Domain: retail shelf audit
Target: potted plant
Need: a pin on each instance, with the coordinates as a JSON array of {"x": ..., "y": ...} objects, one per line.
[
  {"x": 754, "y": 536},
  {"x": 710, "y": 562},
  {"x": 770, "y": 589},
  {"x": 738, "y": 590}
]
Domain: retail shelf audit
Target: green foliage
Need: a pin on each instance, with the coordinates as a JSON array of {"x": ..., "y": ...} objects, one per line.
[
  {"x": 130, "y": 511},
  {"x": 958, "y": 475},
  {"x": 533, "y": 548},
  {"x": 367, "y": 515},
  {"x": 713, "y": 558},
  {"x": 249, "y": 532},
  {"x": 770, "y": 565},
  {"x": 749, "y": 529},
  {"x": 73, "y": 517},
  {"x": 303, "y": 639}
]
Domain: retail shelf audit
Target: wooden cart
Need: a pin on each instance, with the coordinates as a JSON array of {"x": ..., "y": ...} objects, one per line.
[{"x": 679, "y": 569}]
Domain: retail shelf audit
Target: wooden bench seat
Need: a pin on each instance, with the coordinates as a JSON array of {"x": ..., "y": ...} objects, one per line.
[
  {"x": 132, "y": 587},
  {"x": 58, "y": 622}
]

────────────────

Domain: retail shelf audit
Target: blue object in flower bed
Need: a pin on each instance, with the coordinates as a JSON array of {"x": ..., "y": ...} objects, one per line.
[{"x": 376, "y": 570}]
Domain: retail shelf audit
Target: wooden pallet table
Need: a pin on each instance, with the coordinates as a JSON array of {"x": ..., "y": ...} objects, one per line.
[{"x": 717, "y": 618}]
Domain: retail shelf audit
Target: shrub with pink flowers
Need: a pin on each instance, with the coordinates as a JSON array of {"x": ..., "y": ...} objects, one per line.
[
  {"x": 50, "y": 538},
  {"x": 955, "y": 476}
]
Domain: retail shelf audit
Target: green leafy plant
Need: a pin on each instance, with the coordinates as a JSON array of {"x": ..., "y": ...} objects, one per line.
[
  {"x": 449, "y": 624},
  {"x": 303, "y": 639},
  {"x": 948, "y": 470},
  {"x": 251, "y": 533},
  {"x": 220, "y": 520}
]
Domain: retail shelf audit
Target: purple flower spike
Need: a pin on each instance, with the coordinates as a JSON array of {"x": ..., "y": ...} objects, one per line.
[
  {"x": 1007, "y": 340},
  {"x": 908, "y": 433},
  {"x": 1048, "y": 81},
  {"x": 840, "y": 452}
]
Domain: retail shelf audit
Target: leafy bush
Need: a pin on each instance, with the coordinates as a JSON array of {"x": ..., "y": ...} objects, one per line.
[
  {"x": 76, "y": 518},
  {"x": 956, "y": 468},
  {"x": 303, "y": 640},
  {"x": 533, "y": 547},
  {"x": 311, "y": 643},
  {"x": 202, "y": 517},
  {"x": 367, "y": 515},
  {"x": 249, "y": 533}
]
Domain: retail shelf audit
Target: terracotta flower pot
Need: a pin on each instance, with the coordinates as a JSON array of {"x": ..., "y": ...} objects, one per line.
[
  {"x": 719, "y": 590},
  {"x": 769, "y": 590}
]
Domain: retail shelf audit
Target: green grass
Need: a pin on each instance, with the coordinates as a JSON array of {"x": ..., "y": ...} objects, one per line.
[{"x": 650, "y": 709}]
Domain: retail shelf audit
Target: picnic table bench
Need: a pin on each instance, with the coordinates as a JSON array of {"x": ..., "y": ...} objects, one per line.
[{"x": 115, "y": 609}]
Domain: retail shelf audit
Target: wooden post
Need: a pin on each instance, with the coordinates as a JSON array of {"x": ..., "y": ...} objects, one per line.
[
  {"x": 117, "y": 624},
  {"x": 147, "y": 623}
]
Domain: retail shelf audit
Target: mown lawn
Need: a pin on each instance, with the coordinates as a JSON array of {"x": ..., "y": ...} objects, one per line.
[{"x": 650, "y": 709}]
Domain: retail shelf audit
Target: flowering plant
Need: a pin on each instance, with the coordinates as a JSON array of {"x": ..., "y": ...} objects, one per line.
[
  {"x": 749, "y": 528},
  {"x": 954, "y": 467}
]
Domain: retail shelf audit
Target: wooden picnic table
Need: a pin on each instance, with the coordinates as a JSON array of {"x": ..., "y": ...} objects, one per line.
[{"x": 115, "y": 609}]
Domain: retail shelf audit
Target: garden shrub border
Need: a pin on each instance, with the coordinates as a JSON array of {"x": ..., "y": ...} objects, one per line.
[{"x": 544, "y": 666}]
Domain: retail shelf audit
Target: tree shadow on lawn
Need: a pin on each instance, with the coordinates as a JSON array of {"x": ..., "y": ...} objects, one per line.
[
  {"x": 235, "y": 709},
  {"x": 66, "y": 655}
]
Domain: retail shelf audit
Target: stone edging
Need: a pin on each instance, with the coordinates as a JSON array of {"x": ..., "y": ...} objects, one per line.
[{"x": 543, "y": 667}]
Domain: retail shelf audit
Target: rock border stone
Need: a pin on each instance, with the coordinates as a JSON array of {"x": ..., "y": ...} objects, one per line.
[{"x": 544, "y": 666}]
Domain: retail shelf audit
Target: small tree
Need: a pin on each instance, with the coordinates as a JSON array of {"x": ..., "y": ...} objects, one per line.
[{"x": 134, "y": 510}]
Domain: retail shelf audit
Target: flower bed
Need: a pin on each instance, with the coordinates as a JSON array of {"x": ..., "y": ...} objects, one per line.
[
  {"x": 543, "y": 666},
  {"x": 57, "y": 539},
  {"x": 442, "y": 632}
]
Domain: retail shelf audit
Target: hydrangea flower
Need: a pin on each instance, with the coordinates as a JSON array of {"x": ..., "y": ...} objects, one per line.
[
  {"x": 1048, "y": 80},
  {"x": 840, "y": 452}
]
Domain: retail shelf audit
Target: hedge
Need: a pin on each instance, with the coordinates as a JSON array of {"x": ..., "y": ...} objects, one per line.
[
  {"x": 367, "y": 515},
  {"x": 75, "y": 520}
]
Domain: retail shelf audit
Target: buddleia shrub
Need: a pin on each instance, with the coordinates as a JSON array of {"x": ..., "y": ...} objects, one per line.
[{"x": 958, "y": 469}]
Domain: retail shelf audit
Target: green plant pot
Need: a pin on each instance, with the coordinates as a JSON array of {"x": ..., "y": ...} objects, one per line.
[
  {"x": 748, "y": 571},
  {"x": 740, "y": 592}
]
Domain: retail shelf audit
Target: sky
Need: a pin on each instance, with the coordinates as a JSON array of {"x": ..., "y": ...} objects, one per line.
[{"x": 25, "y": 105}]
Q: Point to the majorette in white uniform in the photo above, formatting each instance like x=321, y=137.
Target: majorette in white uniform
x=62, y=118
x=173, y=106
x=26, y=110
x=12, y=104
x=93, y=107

────────────────

◆ Problem details ◆
Every line above that includes the word "bench" must appear in the answer.

◆ Answer to this problem ◆
Target: wooden bench seat
Target: picnic table bench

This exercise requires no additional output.